_DIRECTIONS_:
In full and without change, retype the records.

_DATA TO EXAMINE_:
/---

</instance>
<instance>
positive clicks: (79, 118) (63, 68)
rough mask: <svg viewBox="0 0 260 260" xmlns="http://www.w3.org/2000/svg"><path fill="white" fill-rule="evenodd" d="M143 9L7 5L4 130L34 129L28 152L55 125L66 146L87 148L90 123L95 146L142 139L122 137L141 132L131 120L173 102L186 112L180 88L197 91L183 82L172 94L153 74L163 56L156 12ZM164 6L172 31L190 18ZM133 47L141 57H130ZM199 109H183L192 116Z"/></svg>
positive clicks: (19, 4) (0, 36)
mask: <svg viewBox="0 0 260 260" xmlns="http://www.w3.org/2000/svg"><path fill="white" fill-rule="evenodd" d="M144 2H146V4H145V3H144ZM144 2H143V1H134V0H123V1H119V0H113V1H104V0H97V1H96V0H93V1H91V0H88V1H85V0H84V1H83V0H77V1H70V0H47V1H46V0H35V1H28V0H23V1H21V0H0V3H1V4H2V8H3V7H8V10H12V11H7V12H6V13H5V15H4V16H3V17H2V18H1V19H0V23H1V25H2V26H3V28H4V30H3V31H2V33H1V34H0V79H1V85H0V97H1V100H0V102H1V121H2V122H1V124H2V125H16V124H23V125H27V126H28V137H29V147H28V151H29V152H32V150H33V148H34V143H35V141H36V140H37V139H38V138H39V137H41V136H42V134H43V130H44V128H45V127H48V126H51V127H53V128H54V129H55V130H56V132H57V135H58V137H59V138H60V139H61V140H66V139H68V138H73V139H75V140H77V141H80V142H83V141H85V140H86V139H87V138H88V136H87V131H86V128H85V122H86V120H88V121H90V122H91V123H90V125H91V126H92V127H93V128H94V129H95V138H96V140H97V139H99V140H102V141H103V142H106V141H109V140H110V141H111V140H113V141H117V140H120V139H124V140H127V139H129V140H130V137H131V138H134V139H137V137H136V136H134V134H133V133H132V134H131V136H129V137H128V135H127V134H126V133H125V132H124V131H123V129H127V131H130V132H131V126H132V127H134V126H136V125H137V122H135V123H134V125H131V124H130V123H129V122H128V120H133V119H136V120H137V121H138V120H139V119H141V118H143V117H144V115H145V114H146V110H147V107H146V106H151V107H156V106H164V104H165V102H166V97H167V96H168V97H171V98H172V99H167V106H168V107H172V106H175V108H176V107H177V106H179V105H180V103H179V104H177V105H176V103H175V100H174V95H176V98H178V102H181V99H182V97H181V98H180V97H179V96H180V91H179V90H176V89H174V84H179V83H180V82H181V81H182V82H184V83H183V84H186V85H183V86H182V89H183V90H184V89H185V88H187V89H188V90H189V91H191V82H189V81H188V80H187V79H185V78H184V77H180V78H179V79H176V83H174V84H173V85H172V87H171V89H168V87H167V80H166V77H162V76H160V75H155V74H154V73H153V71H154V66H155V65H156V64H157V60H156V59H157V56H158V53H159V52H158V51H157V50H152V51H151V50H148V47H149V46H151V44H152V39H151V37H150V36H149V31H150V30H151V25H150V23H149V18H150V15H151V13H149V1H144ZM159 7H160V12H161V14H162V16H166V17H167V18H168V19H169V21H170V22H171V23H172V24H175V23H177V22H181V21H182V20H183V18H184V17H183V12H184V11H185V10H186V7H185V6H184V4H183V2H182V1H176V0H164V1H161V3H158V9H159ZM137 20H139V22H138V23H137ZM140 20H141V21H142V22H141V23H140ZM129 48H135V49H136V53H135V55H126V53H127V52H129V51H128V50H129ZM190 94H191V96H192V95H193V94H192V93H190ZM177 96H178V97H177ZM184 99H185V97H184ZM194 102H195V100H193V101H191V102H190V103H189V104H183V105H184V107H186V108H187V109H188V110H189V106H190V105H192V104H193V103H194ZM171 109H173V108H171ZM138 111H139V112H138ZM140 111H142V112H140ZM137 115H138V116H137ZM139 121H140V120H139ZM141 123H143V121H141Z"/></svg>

\---

_RESULT_:
</instance>
<instance>
positive clicks: (79, 118) (63, 68)
rough mask: <svg viewBox="0 0 260 260" xmlns="http://www.w3.org/2000/svg"><path fill="white" fill-rule="evenodd" d="M143 9L7 5L4 130L34 129L28 152L55 125L66 146L87 148L90 123L95 146L142 139L122 137L141 132L131 120L173 102L186 112L180 88L197 91L183 82L172 94L153 74L163 56L156 12ZM164 6L172 31L190 18ZM133 47L141 57H130ZM199 109H183L192 116Z"/></svg>
positive clicks: (19, 4) (0, 36)
mask: <svg viewBox="0 0 260 260" xmlns="http://www.w3.org/2000/svg"><path fill="white" fill-rule="evenodd" d="M144 2H146V4H145V3H144ZM144 2H143V1H134V0H123V1H119V0H113V1H104V0H97V1H96V0H93V1H91V0H88V1H85V0H84V1H83V0H77V1H70V0H47V1H46V0H35V1H28V0H23V1H21V0H0V3H1V4H2V8H3V7H8V10H12V11H7V12H6V13H5V15H4V16H3V17H2V18H1V19H0V23H1V25H2V26H3V28H4V30H3V31H2V33H1V34H0V79H1V85H0V97H1V100H0V102H1V121H2V122H1V124H2V125H16V124H23V125H27V126H28V137H29V147H28V151H29V152H32V150H33V148H34V143H35V141H36V140H37V139H38V138H39V137H41V136H42V134H43V130H44V128H45V127H48V126H51V127H53V128H54V129H55V130H56V132H57V135H58V137H59V138H60V139H61V140H66V139H68V138H73V139H75V140H77V141H80V142H83V141H85V140H86V139H87V138H88V136H87V131H86V128H85V122H86V120H88V121H90V122H91V123H90V125H91V126H92V127H93V128H94V129H95V138H96V140H97V139H99V140H102V141H103V142H106V141H109V140H110V141H111V140H113V141H117V140H120V139H124V140H127V139H129V140H130V137H131V138H134V139H137V137H136V136H134V134H133V133H132V134H131V136H129V137H128V135H127V134H126V133H125V132H124V131H123V129H127V131H130V132H131V126H132V127H134V126H136V125H137V122H135V123H134V125H131V124H130V123H129V122H128V120H133V119H136V120H137V121H138V120H139V119H141V118H143V117H144V115H145V114H146V110H147V107H146V106H151V107H156V106H164V104H165V102H166V97H167V96H168V97H171V98H172V99H167V106H168V107H172V106H175V108H176V107H177V106H179V105H180V103H179V104H177V105H176V103H175V100H174V95H176V98H178V102H181V99H182V97H181V98H180V97H179V96H180V91H179V90H176V89H174V84H179V83H180V82H181V81H182V82H184V83H183V84H186V85H183V86H182V89H183V90H184V89H185V88H187V89H188V90H189V91H191V82H189V81H188V80H187V79H185V78H184V77H180V78H179V79H176V83H174V84H173V85H172V87H171V89H168V87H167V80H166V77H162V76H160V75H155V74H154V73H153V71H154V66H155V65H156V64H157V60H156V59H157V56H158V53H159V52H158V51H157V50H152V51H151V50H148V47H149V46H151V44H152V39H151V37H150V36H149V31H150V30H151V25H150V23H149V18H150V15H151V13H149V1H144ZM159 7H160V12H161V14H162V16H166V17H167V18H168V19H169V21H170V22H171V23H172V24H175V23H177V22H181V21H182V20H183V18H184V17H183V12H184V11H185V10H186V7H185V6H184V4H183V2H182V1H176V0H164V1H161V3H158V9H159ZM137 20H139V22H138V23H137ZM140 20H141V21H142V22H141V23H140ZM129 48H135V49H136V53H135V55H126V53H127V52H129V51H128V50H129ZM190 94H191V96H192V95H193V94H192V93H190ZM177 96H178V97H177ZM184 99H185V97H184ZM194 102H195V100H193V101H191V102H190V103H189V104H183V105H184V107H186V108H187V109H188V110H189V106H190V105H192V104H193V103H194ZM171 109H173V108H171ZM138 111H139V112H138ZM140 111H142V112H140ZM137 115H138V116H137ZM139 121H140V120H139ZM141 123H143V121H141Z"/></svg>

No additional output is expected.